WHAT YOU WILL DO — Count the lines in the records below that contain the word "maroon", and give only that number.
— Start of INPUT FOR THIS TASK —
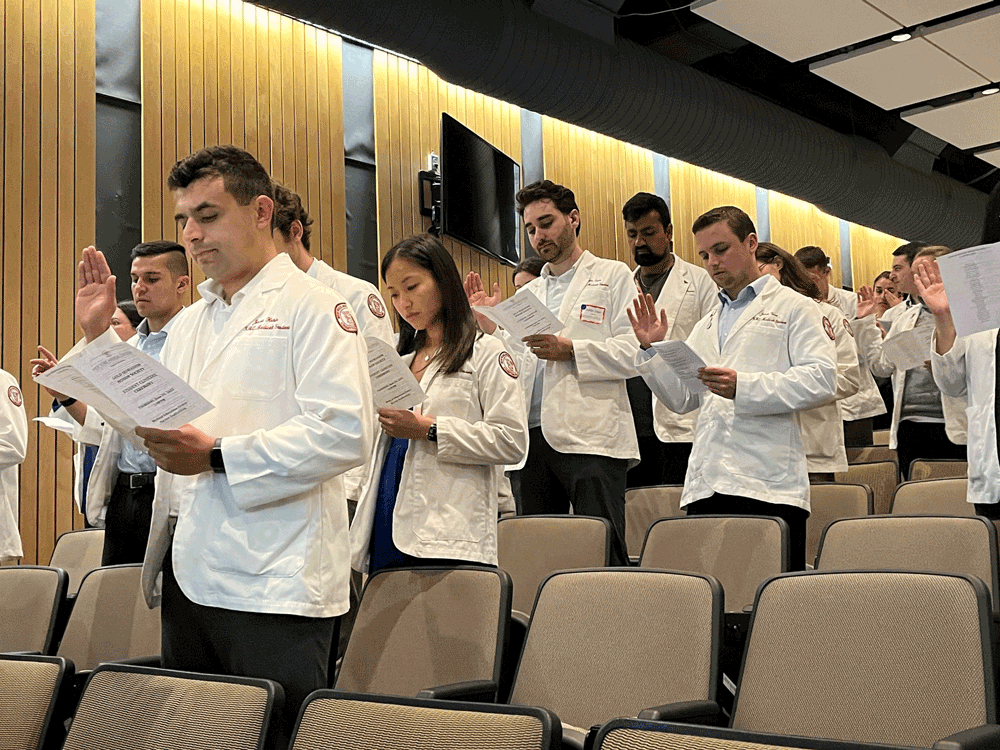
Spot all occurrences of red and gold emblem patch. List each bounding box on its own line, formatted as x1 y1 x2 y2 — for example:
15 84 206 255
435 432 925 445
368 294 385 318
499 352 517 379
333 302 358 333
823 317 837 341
— End of INPUT FOR THIS TASK —
— Start of INPUT FOR THIS TASK —
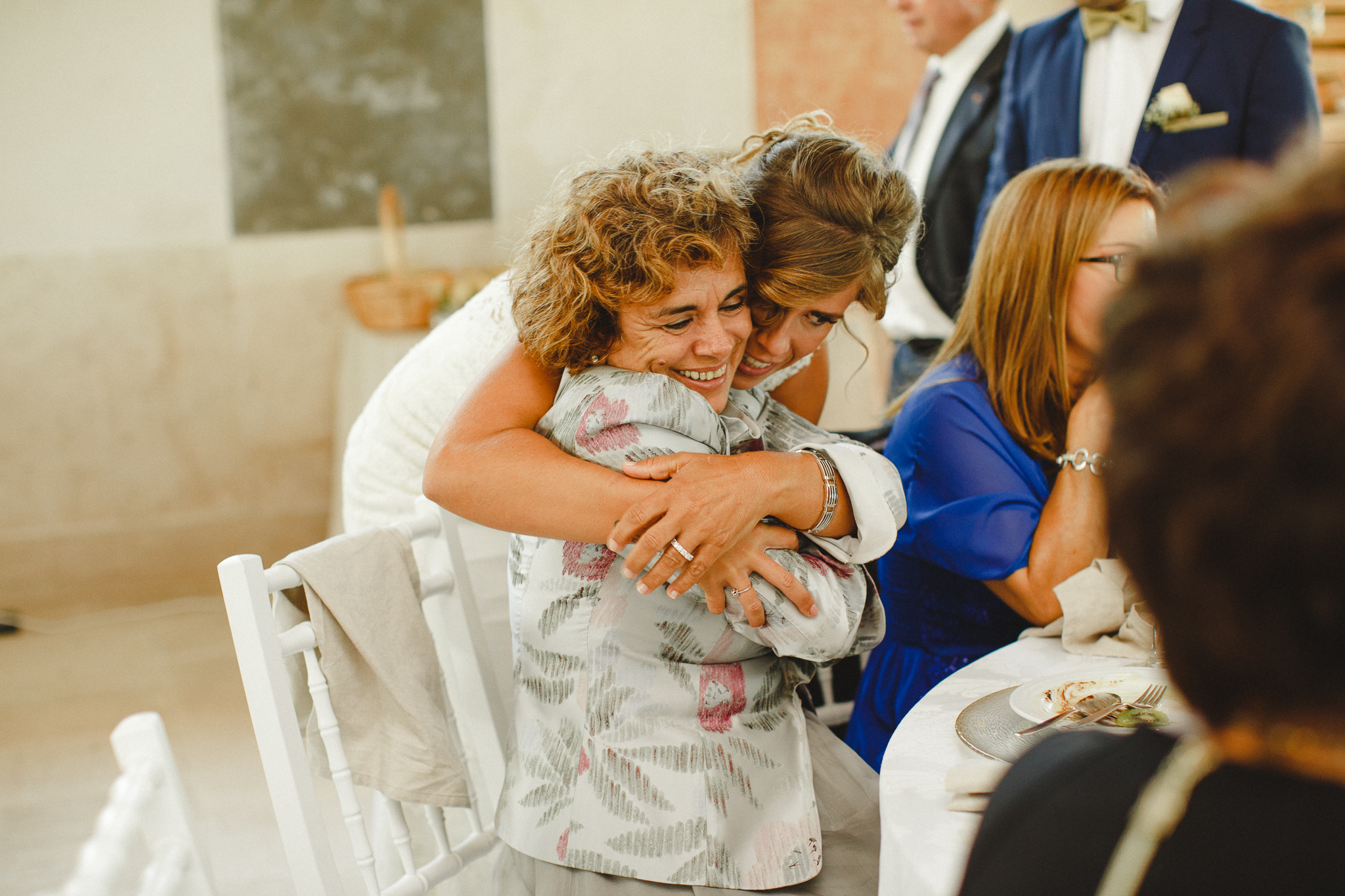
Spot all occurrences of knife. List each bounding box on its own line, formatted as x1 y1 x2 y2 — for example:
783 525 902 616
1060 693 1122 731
— End of INPUT FOR THIS TASK —
— Start of INPUT FOR THIS TASK —
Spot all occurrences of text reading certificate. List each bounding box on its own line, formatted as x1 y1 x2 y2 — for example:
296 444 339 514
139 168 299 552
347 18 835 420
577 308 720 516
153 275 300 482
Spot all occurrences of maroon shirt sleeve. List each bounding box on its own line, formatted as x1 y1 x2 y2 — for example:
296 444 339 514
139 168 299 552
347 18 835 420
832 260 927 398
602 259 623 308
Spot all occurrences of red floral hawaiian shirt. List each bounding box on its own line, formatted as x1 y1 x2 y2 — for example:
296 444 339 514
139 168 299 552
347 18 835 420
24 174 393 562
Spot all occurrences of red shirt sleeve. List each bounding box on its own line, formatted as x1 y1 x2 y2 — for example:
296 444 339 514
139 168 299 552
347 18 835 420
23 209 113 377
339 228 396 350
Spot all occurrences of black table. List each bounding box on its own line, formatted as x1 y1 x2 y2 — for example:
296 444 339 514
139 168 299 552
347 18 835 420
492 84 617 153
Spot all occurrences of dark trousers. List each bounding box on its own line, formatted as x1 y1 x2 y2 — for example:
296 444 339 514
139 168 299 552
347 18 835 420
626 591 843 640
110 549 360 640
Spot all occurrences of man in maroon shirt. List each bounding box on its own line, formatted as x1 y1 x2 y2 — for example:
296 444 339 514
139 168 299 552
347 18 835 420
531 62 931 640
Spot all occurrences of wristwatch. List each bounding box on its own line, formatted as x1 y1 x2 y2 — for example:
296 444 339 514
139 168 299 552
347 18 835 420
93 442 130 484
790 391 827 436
— End of INPUT FOR THIS TASK —
WORKED ANSWER — 2